Exercise instructions:
Search the records for "patch". Copy every line where it appears.

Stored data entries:
= = =

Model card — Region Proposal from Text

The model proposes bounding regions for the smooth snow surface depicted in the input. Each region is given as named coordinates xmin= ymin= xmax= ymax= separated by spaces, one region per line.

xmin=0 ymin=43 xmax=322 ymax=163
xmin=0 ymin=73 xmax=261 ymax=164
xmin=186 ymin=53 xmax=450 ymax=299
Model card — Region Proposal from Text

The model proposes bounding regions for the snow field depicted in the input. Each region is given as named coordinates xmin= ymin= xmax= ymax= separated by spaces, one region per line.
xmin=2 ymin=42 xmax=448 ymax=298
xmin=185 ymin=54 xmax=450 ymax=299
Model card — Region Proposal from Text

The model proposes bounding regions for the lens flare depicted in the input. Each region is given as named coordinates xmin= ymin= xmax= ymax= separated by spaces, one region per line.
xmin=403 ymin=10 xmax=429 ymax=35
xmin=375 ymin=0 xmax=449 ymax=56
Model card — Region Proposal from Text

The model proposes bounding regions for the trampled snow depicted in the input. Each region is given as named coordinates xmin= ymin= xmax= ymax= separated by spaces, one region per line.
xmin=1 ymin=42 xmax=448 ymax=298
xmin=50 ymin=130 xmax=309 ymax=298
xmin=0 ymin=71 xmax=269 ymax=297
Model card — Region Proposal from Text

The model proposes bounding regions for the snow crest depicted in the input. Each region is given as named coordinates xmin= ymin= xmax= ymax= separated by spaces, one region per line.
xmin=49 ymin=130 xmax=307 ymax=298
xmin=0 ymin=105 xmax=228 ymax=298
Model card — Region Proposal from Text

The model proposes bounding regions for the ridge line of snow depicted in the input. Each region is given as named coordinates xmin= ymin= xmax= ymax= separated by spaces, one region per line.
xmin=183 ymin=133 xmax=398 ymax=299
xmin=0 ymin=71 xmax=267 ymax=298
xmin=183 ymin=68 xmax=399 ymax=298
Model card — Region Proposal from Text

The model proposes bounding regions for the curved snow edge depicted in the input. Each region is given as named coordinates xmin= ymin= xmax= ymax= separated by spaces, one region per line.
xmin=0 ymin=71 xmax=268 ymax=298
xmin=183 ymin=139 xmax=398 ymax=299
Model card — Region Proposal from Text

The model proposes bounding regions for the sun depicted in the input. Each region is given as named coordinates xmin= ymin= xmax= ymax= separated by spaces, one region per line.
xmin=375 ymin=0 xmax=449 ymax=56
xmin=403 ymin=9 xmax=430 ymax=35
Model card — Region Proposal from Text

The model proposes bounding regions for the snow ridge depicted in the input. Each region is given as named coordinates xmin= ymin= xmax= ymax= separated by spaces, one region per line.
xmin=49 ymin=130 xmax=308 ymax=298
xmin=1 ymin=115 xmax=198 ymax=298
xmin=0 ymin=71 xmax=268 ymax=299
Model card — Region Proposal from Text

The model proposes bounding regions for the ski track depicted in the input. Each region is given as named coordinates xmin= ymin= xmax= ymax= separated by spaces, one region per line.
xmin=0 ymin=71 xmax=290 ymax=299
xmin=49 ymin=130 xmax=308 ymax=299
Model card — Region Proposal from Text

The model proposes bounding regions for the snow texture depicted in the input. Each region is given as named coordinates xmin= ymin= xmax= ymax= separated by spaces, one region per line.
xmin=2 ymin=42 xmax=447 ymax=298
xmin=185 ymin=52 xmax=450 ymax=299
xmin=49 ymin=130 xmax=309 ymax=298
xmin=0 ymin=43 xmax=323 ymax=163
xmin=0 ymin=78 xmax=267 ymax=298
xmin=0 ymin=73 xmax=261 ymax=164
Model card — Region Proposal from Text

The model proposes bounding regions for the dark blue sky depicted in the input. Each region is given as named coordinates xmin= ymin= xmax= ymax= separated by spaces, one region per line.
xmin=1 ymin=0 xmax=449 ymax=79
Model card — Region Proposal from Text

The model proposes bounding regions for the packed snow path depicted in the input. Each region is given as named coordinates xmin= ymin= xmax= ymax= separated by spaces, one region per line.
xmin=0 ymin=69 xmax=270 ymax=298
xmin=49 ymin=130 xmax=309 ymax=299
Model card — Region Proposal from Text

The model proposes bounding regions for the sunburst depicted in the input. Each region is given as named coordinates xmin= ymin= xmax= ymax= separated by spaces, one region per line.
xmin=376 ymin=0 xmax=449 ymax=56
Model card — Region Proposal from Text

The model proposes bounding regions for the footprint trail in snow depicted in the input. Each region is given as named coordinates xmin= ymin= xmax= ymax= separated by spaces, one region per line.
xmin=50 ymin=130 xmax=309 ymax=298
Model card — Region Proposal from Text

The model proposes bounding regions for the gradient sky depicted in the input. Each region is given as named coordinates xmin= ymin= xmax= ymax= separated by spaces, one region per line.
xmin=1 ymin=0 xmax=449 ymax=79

= = =

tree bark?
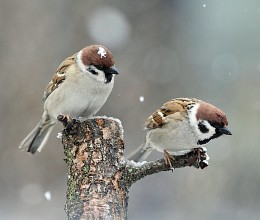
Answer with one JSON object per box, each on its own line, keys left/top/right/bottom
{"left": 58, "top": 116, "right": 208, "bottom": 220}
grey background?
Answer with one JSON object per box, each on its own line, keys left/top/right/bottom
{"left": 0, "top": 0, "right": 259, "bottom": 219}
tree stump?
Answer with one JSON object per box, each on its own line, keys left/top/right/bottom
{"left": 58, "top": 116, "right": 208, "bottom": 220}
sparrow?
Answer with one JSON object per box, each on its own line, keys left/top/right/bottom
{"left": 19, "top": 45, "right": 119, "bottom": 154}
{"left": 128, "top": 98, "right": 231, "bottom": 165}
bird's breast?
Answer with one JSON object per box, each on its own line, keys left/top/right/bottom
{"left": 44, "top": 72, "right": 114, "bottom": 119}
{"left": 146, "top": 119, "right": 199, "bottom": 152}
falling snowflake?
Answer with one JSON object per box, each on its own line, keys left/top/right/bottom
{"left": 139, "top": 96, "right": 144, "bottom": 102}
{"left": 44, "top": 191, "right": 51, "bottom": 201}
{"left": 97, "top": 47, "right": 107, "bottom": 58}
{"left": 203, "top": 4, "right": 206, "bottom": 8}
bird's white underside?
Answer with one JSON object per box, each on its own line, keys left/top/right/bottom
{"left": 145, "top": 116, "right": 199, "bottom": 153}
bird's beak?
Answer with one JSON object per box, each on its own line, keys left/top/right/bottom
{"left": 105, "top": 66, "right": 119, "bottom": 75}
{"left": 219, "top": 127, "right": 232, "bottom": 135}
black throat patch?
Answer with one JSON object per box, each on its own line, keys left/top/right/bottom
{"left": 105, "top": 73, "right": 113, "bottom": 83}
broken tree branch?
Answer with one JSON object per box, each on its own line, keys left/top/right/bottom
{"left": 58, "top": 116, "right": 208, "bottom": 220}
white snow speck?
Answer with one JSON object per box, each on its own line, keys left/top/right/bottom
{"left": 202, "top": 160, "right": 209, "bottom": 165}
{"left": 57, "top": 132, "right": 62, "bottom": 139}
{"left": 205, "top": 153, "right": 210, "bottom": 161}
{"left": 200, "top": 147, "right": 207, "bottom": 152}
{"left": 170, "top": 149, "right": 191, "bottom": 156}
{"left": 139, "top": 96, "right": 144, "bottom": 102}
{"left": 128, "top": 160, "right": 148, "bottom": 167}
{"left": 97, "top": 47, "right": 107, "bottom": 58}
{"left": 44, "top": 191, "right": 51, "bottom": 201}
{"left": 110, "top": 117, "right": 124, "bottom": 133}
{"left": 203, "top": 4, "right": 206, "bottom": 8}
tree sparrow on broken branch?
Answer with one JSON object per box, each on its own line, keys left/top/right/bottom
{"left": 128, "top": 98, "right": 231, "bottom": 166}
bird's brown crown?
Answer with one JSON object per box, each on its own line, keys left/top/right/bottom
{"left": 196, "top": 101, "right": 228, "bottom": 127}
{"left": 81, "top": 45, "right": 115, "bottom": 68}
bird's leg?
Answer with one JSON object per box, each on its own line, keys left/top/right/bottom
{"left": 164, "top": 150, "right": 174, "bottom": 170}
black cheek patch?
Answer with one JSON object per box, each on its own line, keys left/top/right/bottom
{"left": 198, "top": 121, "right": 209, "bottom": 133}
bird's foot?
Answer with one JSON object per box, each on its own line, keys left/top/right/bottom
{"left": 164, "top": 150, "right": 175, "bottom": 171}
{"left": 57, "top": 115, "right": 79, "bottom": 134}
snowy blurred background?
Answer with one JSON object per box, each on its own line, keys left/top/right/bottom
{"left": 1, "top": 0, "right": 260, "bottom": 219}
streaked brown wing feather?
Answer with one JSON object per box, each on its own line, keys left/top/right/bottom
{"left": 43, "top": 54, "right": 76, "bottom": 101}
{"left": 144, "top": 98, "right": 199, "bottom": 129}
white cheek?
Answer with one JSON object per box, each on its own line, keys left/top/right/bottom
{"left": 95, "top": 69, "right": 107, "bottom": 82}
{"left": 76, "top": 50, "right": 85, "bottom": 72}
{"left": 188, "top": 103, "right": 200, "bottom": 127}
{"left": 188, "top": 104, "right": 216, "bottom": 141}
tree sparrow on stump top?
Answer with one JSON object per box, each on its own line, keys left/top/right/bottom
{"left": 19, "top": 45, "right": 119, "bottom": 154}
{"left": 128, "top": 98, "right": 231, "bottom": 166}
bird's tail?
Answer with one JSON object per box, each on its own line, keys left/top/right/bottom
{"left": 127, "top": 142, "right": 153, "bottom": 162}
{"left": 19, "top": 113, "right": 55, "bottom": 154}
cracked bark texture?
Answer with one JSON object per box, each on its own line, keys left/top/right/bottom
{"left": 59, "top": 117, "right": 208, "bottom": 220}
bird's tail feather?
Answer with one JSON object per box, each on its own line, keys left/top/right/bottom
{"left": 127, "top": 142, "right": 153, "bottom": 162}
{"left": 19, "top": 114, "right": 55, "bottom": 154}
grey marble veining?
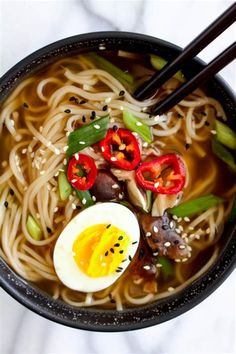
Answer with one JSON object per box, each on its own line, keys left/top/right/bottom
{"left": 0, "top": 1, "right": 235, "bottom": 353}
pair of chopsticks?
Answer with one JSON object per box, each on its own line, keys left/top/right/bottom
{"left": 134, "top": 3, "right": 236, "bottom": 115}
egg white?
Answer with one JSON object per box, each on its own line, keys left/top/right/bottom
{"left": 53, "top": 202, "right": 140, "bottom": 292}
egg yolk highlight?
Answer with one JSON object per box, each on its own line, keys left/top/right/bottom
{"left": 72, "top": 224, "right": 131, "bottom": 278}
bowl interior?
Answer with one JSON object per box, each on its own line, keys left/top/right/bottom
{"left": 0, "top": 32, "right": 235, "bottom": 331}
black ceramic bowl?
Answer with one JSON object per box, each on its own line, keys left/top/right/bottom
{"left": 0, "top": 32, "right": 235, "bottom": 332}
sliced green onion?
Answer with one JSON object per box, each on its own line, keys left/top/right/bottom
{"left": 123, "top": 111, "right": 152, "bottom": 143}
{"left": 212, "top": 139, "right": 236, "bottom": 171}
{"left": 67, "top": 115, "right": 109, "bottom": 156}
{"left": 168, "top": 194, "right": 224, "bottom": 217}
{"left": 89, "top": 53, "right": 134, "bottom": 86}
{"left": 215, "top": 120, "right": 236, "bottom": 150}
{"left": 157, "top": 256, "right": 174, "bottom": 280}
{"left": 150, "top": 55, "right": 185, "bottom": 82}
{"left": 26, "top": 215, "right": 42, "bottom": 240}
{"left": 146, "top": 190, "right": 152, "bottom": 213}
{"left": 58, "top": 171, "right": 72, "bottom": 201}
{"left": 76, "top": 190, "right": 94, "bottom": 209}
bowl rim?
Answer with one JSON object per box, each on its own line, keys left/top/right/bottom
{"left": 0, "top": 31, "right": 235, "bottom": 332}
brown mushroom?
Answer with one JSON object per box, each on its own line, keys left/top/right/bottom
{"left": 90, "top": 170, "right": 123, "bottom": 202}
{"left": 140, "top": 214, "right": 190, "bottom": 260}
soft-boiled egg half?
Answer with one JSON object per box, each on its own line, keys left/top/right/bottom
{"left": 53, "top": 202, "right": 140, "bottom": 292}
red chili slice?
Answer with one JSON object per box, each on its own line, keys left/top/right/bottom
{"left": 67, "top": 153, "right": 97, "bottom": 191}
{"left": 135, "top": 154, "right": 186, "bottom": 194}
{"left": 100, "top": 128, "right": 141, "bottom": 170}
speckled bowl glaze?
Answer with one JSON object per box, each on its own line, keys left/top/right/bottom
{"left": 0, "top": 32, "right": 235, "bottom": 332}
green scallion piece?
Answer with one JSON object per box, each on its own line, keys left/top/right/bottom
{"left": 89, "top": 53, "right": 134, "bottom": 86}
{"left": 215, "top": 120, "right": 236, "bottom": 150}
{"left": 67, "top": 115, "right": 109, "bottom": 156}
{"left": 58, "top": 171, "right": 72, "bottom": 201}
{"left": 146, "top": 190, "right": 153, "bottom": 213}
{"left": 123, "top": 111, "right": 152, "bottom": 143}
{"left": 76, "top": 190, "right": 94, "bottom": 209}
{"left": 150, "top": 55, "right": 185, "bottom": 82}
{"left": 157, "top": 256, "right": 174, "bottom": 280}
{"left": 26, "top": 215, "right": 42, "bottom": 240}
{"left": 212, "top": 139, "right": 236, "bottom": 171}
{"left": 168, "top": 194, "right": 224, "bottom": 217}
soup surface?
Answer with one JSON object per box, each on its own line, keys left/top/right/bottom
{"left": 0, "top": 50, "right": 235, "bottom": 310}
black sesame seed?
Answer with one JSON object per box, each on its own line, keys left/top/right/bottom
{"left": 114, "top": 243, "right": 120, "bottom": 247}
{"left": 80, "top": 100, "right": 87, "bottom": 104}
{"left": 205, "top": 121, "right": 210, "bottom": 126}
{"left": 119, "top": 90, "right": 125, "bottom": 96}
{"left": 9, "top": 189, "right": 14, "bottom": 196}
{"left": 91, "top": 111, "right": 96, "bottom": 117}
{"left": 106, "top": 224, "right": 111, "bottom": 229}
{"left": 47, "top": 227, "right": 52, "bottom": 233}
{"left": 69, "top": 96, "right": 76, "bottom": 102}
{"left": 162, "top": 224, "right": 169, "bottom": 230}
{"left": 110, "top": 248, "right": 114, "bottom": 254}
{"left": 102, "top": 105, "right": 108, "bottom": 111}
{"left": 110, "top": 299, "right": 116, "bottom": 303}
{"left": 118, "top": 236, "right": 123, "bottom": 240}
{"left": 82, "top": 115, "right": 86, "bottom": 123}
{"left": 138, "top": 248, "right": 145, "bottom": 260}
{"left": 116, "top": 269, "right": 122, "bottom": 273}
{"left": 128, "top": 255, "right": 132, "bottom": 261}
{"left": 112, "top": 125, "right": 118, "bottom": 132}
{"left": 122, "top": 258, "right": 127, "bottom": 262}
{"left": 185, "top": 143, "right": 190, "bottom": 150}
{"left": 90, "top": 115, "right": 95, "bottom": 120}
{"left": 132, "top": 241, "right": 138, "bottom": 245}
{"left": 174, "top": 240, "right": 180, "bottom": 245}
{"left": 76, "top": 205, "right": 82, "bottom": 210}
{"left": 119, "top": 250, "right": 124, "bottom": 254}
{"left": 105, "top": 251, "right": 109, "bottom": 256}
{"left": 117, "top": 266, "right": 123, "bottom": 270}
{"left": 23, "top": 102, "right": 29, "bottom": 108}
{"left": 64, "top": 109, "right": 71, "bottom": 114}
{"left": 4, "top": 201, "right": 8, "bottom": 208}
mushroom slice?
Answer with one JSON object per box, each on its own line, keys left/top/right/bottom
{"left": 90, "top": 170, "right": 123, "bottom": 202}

= = =

Written answer:
black throat patch?
black cheek patch?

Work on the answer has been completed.